Records shown:
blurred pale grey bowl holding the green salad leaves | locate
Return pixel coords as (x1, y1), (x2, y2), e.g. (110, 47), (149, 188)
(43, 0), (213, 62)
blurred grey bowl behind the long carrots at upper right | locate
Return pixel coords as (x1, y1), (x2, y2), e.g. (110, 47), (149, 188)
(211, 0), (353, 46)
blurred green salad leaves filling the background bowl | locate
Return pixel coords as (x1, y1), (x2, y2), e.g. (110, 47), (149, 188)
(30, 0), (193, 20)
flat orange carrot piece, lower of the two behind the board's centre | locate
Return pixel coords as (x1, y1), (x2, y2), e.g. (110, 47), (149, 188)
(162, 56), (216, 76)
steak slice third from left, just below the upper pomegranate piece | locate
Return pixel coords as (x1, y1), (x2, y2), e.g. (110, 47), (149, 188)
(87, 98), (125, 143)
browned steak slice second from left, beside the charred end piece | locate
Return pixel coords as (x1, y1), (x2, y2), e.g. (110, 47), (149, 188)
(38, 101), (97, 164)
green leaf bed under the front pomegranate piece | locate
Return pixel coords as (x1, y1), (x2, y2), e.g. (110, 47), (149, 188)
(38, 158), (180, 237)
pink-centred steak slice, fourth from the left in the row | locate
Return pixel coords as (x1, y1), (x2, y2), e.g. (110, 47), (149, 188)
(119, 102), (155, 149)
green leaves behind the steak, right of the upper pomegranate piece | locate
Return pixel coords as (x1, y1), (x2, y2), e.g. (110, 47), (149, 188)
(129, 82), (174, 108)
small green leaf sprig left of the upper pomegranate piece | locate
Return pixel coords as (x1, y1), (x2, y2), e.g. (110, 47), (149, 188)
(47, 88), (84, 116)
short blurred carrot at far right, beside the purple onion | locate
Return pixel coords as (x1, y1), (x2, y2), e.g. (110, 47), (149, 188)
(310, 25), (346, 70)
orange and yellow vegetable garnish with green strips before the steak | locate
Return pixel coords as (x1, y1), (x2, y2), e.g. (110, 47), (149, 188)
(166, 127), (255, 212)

About this task: The entire listing is to be reproduced without alteration.

Task output:
blurred pale grey bowl holding the green salad leaves | locate
Return pixel coords as (x1, y1), (x2, y2), e.g. (110, 47), (149, 188)
(43, 0), (213, 62)
blurred grey bowl behind the long carrots at upper right | locate
Return pixel coords as (x1, y1), (x2, y2), e.g. (110, 47), (149, 188)
(211, 0), (353, 46)
blurred green salad leaves filling the background bowl | locate
Return pixel coords as (x1, y1), (x2, y2), e.g. (110, 47), (149, 188)
(30, 0), (193, 20)
flat orange carrot piece, lower of the two behind the board's centre | locate
Return pixel coords as (x1, y1), (x2, y2), e.g. (110, 47), (149, 188)
(162, 56), (216, 76)
steak slice third from left, just below the upper pomegranate piece | locate
Return pixel coords as (x1, y1), (x2, y2), e.g. (110, 47), (149, 188)
(87, 98), (125, 143)
browned steak slice second from left, beside the charred end piece | locate
Return pixel coords as (x1, y1), (x2, y2), e.g. (110, 47), (149, 188)
(38, 101), (97, 164)
green leaf bed under the front pomegranate piece | locate
Return pixel coords as (x1, y1), (x2, y2), e.g. (110, 47), (149, 188)
(38, 158), (180, 237)
pink-centred steak slice, fourth from the left in the row | locate
Return pixel coords as (x1, y1), (x2, y2), e.g. (110, 47), (149, 188)
(119, 102), (155, 149)
green leaves behind the steak, right of the upper pomegranate piece | locate
Return pixel coords as (x1, y1), (x2, y2), e.g. (110, 47), (149, 188)
(129, 82), (174, 108)
small green leaf sprig left of the upper pomegranate piece | locate
Return pixel coords as (x1, y1), (x2, y2), e.g. (110, 47), (149, 188)
(47, 88), (84, 116)
short blurred carrot at far right, beside the purple onion | locate
Return pixel coords as (x1, y1), (x2, y2), e.g. (110, 47), (149, 188)
(310, 25), (346, 70)
orange and yellow vegetable garnish with green strips before the steak | locate
Return pixel coords as (x1, y1), (x2, y2), e.g. (110, 47), (149, 188)
(166, 127), (255, 212)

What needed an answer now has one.